[WRITTEN REQUEST]
Copy the following rows word for word, leaving out the pictures.

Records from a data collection
----

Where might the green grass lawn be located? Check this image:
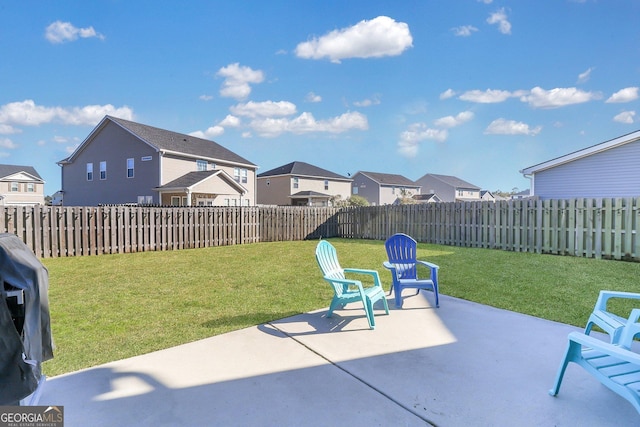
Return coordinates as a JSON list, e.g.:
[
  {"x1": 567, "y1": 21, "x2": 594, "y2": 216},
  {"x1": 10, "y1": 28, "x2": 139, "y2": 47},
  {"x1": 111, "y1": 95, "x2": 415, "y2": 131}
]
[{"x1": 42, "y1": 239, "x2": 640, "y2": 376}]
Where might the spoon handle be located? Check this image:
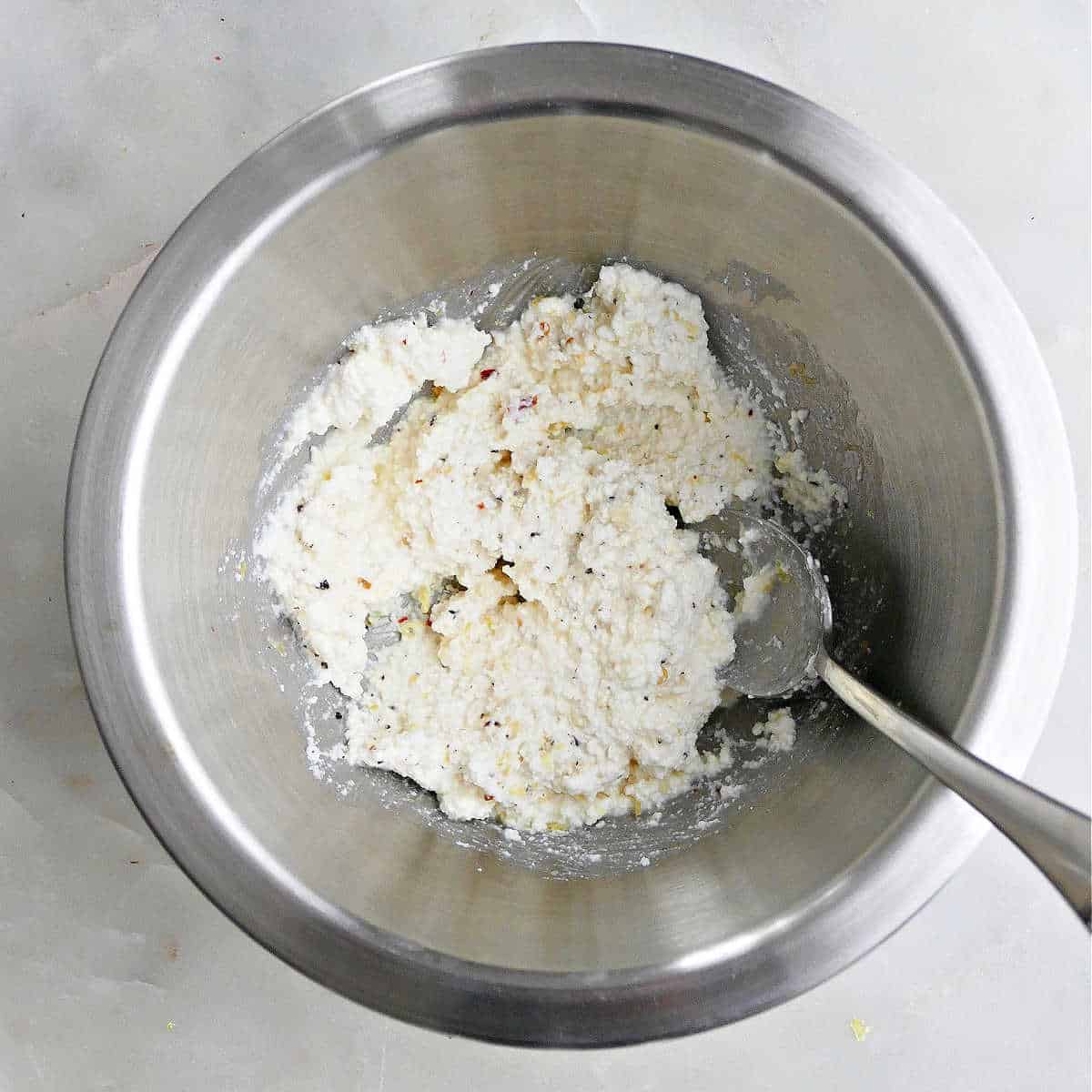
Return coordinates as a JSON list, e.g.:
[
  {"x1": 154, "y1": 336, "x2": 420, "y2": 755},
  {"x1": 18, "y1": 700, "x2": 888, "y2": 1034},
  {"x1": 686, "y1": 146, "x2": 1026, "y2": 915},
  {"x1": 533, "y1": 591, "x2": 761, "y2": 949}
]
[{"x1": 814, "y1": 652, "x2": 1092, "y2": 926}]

----

[EXERCISE RESULT]
Where might the green grass lawn be located? Check this image:
Return coordinates as a JSON list, e.g.:
[
  {"x1": 567, "y1": 21, "x2": 594, "y2": 216},
  {"x1": 10, "y1": 28, "x2": 139, "y2": 47},
  {"x1": 111, "y1": 95, "x2": 415, "y2": 131}
]
[{"x1": 42, "y1": 239, "x2": 640, "y2": 376}]
Where might the spoon handle be located? Check this image:
Return coordinates as a JSON list, e.g.:
[
  {"x1": 154, "y1": 336, "x2": 420, "y2": 755},
  {"x1": 18, "y1": 700, "x2": 888, "y2": 1034},
  {"x1": 686, "y1": 146, "x2": 1026, "y2": 915},
  {"x1": 533, "y1": 591, "x2": 761, "y2": 949}
]
[{"x1": 814, "y1": 652, "x2": 1092, "y2": 926}]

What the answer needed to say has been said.